Exercise objective -
Your task is to restate exactly the lines from the one holding "If you could put a point on the corrugated" to the end of the entries below, inclusive.

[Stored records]
────────

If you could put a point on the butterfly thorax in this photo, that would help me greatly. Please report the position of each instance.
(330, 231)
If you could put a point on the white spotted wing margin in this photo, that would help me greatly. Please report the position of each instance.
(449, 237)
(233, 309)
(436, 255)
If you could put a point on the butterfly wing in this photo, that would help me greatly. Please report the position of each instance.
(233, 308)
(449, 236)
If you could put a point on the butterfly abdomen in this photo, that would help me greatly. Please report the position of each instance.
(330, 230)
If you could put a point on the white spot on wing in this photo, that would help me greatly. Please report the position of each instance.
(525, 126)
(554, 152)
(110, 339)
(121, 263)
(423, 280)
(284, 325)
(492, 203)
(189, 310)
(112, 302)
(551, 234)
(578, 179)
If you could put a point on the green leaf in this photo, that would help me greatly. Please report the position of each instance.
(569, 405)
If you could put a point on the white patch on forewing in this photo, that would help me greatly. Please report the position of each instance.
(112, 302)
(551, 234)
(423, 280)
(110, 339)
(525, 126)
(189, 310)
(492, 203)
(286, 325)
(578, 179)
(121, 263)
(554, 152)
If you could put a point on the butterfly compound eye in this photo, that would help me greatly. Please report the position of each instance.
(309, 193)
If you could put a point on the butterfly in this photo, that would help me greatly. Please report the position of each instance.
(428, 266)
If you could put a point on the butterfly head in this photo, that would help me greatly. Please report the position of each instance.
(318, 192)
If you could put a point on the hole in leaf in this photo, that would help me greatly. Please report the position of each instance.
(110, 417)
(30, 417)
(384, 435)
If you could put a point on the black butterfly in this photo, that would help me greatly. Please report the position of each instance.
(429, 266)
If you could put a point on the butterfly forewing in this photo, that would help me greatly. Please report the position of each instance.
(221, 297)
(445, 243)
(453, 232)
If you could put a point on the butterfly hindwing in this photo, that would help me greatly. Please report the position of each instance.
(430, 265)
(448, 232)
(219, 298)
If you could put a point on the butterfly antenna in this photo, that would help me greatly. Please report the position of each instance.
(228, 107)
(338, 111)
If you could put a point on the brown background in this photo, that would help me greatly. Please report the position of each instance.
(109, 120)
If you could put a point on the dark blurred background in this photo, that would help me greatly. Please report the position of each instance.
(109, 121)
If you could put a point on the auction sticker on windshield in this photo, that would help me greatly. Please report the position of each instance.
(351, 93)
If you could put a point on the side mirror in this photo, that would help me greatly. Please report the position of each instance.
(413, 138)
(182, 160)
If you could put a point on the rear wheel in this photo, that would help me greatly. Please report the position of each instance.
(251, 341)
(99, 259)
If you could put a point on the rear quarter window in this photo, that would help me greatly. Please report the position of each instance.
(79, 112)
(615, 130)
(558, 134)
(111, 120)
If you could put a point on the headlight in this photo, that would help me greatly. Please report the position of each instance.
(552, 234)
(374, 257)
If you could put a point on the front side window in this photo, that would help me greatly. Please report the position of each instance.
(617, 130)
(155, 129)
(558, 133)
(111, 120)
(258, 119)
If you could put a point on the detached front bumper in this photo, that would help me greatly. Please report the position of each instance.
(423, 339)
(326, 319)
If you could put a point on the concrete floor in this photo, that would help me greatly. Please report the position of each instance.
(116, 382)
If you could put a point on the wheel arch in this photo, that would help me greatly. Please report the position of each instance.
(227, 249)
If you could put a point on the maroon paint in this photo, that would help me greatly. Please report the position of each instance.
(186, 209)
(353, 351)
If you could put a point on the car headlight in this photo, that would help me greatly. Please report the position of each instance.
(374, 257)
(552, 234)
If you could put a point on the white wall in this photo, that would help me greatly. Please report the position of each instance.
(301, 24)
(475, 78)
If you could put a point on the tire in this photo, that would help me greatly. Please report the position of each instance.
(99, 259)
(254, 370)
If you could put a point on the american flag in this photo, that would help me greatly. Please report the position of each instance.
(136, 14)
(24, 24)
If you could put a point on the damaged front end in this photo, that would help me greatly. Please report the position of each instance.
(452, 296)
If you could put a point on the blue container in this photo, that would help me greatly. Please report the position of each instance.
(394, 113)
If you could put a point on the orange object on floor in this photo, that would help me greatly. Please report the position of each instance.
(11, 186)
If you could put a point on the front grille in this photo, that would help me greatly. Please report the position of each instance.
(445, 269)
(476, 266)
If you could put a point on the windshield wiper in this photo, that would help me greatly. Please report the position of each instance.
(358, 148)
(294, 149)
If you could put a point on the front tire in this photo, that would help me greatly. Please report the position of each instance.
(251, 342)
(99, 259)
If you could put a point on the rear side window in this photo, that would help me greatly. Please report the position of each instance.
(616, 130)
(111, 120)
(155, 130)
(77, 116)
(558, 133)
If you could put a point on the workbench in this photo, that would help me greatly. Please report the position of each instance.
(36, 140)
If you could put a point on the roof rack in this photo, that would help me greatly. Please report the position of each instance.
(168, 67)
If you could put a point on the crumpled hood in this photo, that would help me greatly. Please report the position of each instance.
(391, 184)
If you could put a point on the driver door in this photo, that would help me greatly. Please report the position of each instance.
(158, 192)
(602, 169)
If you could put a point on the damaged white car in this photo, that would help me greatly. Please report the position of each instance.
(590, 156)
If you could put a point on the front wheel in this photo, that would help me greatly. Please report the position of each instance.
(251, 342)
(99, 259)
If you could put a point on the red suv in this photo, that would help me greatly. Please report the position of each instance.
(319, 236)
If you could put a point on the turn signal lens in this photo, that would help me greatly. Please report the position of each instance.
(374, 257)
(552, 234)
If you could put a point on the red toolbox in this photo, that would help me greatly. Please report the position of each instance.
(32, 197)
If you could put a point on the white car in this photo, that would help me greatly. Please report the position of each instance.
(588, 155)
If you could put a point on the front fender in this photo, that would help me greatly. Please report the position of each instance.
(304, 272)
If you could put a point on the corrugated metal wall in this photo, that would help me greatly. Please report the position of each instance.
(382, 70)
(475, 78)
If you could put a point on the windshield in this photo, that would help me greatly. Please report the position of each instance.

────────

The answer -
If you could put a point on the corrugated metal wall in this photo, that would help me greatly. Please report the position of each instance.
(382, 70)
(475, 78)
If you could put a point on the windshield in this photo, that would help me greatly. Please report the position of each instance.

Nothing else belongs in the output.